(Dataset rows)
********

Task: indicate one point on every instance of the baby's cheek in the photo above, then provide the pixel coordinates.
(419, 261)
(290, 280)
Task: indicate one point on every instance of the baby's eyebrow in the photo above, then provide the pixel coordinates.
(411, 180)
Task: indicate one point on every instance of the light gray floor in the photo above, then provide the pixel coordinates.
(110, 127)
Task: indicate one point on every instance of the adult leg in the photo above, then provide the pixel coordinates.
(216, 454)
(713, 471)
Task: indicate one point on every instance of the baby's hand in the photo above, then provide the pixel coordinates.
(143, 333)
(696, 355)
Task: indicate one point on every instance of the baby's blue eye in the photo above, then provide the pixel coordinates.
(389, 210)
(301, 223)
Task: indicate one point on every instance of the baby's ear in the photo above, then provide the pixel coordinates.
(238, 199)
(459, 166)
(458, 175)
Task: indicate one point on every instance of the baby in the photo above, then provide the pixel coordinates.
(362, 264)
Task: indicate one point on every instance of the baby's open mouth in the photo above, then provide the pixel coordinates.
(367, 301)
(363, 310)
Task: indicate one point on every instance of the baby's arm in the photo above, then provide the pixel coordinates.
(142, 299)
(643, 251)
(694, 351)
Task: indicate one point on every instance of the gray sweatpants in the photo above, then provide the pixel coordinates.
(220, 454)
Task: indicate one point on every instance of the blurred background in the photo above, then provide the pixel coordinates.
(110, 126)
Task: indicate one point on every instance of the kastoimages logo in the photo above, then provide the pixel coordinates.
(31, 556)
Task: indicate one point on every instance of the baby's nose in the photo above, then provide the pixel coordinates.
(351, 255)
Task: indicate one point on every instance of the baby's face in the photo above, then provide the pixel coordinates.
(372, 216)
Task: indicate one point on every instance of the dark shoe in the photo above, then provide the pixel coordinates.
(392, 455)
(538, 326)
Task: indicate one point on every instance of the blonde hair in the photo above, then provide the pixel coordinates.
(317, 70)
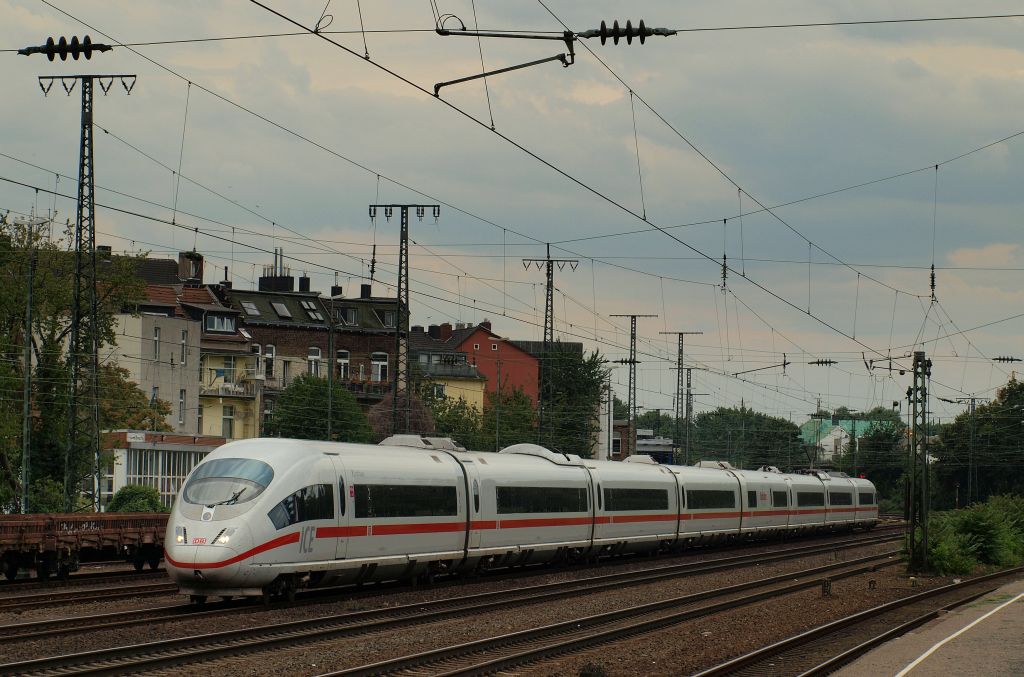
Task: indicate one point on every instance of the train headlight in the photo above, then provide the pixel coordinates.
(224, 537)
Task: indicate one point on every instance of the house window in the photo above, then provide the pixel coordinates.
(378, 364)
(268, 354)
(312, 361)
(282, 310)
(267, 412)
(311, 310)
(229, 369)
(219, 323)
(348, 315)
(227, 422)
(342, 358)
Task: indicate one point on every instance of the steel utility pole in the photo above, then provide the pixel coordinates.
(632, 362)
(30, 247)
(85, 259)
(548, 264)
(918, 487)
(683, 407)
(400, 398)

********

▶ SET TASK: Copy the records above verbatim, line for line, but leave out the pictures.

▶ RIGHT ANSWER:
Task: indicate one point on every instance of the baby's cheek in the photo above, then provide the pixel coordinates.
(419, 261)
(290, 280)
Task: indicate one point on every instance of the baby's eyebrow in the photo above, then provide the pixel coordinates.
(411, 180)
Task: indicate one point on every instance of the light gray floor in the photo above, then provide the pixel coordinates.
(110, 127)
Task: indicate one point on every instance of the adult leg in the photo above, then provide the pixel coordinates.
(216, 454)
(713, 471)
Task: indicate one point on every instance of the baby's hand in the photo above, then provide the pixel coordinates.
(143, 333)
(696, 355)
Task: indicate one point on every instance of the baby's blue eye in the photo above, then provide the pixel coordinates.
(389, 210)
(301, 223)
Task: indicate one point on every instance of the baby's ear in the photo above, then provide the pixel coordinates.
(238, 199)
(459, 166)
(458, 175)
Task: indicate one point on every instance of the baby in the photo above, then provide the pixel coordinates.
(362, 264)
Task: indicate one point on every instance of the baby's open mouth in the photo above, then provide the pixel coordinates.
(367, 301)
(363, 310)
Task: indicate one point on every instance of the baby's arm in the photo above, then provide the pixel coordinates.
(142, 299)
(643, 251)
(694, 351)
Task: indicate one point on every instance of the gray sweatpants in the photo above, then provide the pixel coordinates.
(220, 454)
Task: indicate one point on every instance of the blurred background in the photo above, then provide the pixel coordinates.
(110, 126)
Task: indicate one point on every instance of the kastoimages logo in the photo above, then provide the pixel coordinates.
(31, 556)
Task: indicate one point on every instance of the baby's nose in the photo above, then provide the pixel coordinates.
(351, 255)
Task: indicate one point on every instance of the baby's face in the photo above, then provide the pixel coordinates.
(372, 216)
Task: indicate one point on every instance of the dark shoe in the photo above, then provide the pixel coordinates.
(392, 455)
(538, 326)
Task: indicate one point on every instance of the blonde hair in the photo above, then provide the pixel coordinates.
(317, 70)
Task: indicate one point on every instance of the train headlight in the photo above, then provide the pixel coordinates.
(224, 537)
Task: indicate one point on every instance of the house window in the photo above, then provide the pixel coordinates.
(378, 364)
(268, 354)
(312, 361)
(282, 310)
(267, 412)
(311, 310)
(229, 369)
(219, 323)
(348, 315)
(227, 422)
(342, 358)
Task: indicate one point on every instance of the steel utility pole in the photo above, then provide the pixel coordinates.
(632, 362)
(30, 247)
(85, 259)
(548, 264)
(918, 487)
(683, 407)
(400, 398)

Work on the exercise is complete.